● FILAS PROPORCIONADAS

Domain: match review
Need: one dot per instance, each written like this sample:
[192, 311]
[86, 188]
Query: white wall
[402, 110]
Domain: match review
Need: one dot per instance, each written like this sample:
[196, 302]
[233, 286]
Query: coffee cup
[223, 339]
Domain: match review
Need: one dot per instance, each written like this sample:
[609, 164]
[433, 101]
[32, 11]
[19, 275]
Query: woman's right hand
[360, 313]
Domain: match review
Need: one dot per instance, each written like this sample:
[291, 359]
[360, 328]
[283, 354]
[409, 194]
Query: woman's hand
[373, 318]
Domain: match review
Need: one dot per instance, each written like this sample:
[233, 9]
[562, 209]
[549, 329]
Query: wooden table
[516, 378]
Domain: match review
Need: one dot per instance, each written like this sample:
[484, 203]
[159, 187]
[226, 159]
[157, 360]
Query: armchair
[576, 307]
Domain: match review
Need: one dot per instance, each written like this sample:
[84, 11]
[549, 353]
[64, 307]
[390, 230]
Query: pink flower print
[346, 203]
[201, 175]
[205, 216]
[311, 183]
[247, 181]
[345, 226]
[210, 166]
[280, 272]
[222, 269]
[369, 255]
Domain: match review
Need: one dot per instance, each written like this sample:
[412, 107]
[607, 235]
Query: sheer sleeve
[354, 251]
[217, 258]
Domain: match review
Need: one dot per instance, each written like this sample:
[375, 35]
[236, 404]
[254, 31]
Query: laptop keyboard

...

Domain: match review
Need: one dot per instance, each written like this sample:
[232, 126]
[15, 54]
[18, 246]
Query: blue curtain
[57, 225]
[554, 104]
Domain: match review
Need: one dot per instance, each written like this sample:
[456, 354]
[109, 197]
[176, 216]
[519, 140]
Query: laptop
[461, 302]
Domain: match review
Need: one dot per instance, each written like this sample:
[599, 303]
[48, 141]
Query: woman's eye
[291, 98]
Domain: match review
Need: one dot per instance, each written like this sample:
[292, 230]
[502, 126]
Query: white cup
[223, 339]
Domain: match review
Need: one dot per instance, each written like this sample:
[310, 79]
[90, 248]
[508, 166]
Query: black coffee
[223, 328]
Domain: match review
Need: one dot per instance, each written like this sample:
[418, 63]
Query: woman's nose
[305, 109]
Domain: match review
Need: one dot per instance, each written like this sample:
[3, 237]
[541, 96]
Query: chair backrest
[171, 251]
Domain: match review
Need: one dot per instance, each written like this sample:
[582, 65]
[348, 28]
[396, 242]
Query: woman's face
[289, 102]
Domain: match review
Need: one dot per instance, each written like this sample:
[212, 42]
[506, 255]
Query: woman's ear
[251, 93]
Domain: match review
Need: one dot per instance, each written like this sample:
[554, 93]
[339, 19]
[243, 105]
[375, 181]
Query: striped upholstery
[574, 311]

● EJERCICIO
Identifica y copia cada línea de las filas anteriores que contenga la cadena "woman". Se distinguen mayúsculas y minúsculas.

● RESPUESTA COMPLETA
Query: woman's right hand
Query: woman's hand
Query: woman's eye
Query: woman's nose
Query: woman's face
Query: woman's ear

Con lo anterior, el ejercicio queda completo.